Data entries
------------------------

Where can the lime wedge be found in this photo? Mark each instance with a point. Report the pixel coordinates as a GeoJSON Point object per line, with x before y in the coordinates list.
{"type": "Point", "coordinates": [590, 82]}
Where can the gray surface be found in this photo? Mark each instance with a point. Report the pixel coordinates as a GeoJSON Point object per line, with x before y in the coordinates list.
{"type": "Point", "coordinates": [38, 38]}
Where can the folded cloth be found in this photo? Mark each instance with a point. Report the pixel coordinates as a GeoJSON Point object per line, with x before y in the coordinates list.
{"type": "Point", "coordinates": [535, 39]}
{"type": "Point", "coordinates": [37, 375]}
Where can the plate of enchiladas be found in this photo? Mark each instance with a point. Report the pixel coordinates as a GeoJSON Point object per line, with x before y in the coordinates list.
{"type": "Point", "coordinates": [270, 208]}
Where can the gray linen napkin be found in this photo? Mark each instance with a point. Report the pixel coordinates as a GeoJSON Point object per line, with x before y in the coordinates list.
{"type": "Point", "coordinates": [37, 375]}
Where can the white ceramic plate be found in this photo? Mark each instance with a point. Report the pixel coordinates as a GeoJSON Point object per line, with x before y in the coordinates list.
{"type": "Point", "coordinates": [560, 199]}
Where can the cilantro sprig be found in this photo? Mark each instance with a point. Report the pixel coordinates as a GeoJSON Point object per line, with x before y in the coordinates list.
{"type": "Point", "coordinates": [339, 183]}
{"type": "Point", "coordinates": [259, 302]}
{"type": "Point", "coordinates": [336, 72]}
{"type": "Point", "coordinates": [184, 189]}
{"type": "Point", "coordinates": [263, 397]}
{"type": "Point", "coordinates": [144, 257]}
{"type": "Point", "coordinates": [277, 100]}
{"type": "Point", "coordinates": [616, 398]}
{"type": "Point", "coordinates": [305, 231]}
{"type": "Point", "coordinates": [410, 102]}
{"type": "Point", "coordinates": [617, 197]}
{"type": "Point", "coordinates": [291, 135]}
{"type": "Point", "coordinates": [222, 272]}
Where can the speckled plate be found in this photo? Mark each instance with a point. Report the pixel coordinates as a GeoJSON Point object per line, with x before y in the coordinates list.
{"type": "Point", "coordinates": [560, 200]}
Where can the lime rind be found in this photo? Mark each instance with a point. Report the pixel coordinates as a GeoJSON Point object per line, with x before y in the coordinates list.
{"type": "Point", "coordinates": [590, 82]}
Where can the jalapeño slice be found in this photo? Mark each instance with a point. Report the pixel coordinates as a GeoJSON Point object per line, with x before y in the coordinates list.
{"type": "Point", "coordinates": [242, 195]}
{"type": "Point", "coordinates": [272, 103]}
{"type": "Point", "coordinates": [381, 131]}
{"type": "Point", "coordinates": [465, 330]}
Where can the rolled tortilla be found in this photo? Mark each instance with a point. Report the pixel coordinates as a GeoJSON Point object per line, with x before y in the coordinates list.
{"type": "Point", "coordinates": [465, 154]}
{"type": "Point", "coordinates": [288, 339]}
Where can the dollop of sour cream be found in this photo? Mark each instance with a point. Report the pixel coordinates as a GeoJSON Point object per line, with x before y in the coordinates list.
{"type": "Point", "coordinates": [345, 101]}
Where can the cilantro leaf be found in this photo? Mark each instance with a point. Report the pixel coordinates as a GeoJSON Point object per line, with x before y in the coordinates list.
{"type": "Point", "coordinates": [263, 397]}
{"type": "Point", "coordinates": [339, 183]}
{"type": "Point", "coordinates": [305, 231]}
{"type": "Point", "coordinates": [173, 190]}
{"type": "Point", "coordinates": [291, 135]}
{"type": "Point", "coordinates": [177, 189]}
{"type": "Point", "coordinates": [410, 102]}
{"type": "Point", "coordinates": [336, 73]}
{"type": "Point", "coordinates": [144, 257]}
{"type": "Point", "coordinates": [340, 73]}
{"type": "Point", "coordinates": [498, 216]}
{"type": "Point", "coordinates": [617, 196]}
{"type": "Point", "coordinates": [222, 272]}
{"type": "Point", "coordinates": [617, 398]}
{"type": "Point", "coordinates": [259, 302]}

------------------------

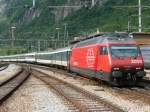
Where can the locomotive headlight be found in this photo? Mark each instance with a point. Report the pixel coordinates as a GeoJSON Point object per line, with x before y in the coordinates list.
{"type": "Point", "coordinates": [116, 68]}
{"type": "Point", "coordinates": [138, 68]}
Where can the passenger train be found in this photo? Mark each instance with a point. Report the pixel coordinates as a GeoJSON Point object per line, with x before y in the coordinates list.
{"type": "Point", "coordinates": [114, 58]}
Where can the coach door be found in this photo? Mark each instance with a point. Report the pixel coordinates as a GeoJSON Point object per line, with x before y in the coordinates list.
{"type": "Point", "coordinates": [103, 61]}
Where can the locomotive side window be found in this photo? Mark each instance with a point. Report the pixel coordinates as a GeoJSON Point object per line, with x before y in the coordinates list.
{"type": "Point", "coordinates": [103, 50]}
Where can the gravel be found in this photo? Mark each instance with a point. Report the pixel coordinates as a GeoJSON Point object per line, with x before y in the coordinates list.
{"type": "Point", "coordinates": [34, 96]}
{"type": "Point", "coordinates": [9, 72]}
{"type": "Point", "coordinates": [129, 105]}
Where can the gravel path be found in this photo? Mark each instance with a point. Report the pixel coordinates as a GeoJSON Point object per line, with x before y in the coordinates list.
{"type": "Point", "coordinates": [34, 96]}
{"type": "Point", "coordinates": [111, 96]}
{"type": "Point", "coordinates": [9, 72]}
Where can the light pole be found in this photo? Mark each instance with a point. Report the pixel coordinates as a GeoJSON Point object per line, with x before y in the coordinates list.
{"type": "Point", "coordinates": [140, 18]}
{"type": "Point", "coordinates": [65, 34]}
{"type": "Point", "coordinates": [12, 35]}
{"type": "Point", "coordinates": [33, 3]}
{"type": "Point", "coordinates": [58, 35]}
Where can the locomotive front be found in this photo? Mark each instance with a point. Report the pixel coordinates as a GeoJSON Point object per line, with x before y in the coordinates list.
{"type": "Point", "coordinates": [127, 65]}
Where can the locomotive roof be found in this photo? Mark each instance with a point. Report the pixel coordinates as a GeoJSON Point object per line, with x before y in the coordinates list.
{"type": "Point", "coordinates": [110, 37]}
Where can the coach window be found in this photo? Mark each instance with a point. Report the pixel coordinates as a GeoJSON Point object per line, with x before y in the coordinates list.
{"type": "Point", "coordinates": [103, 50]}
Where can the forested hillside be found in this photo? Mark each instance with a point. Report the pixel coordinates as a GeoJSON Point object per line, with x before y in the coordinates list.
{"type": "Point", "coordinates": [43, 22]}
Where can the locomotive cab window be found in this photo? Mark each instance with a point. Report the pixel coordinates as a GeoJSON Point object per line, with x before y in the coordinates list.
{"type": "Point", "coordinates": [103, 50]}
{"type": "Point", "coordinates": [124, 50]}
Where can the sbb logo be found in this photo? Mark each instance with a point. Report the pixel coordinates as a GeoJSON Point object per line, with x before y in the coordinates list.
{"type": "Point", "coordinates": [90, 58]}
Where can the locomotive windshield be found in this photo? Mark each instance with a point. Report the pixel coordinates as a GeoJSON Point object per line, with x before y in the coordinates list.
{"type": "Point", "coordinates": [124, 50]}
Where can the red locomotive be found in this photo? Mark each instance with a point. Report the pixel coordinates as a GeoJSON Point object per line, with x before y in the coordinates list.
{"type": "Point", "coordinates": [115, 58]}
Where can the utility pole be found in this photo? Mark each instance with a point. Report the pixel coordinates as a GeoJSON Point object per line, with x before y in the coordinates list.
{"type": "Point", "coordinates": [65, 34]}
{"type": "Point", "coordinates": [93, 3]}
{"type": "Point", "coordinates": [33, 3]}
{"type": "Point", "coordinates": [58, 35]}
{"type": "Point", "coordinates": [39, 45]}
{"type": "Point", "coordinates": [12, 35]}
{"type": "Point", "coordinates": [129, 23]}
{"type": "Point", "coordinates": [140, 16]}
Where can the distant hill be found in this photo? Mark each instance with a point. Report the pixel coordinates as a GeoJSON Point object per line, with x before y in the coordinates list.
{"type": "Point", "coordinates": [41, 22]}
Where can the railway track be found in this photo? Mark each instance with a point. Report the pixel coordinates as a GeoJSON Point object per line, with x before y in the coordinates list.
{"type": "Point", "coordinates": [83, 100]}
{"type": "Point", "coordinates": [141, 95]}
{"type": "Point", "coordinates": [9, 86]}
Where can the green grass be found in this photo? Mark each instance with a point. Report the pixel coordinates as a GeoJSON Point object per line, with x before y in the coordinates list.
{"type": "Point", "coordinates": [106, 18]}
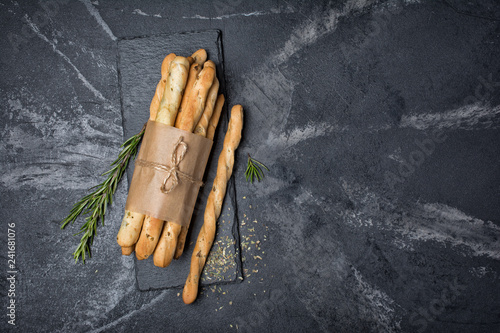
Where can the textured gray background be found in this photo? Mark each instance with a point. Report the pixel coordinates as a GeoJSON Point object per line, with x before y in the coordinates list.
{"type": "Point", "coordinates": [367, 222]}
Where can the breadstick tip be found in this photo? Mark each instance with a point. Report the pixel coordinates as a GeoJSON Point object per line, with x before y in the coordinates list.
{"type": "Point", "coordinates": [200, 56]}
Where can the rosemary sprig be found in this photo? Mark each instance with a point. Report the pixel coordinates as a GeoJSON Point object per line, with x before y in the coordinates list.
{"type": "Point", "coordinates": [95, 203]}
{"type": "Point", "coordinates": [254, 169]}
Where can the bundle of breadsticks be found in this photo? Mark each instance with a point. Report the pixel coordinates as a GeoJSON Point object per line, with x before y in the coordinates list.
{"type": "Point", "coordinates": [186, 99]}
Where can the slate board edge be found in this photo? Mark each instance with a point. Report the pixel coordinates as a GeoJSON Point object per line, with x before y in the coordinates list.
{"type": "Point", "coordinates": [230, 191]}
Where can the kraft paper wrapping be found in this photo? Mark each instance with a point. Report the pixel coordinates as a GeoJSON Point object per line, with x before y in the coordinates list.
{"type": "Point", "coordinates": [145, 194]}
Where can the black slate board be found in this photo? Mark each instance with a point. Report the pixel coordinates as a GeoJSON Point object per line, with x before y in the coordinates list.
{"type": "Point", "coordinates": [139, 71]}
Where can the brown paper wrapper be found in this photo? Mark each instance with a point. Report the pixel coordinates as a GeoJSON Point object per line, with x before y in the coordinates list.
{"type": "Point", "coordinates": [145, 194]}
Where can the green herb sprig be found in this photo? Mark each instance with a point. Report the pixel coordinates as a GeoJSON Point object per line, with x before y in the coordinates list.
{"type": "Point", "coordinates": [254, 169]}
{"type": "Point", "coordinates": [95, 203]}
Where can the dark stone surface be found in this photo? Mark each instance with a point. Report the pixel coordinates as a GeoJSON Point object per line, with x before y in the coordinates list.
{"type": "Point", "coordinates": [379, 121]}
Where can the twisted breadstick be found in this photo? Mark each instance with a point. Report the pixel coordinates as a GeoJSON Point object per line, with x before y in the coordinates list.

------------------------

** Description of the task **
Output the lines above exactly, but only those between the line holding "Where can the green herb" and the line holding "Where can the twisted", inclusive.

** Answer section **
Where can the green herb sprig be found in this photo? Mark each instance with a point. Report the pixel coordinates as a GeoJSON Point object per line, with x before y in the coordinates list.
{"type": "Point", "coordinates": [254, 169]}
{"type": "Point", "coordinates": [95, 203]}
Where can the dark stone surface be found in this photo? Mark each instance with a point. Report the pixel coordinates as a GeoJSON Point object per line, with x before y in the coordinates list.
{"type": "Point", "coordinates": [379, 121]}
Where can the twisted breadstick be found in this photo? Mark each instance with a point. Report the pixel coordinates as a GeoJSON Point object per line, with x before y in the coordinates list.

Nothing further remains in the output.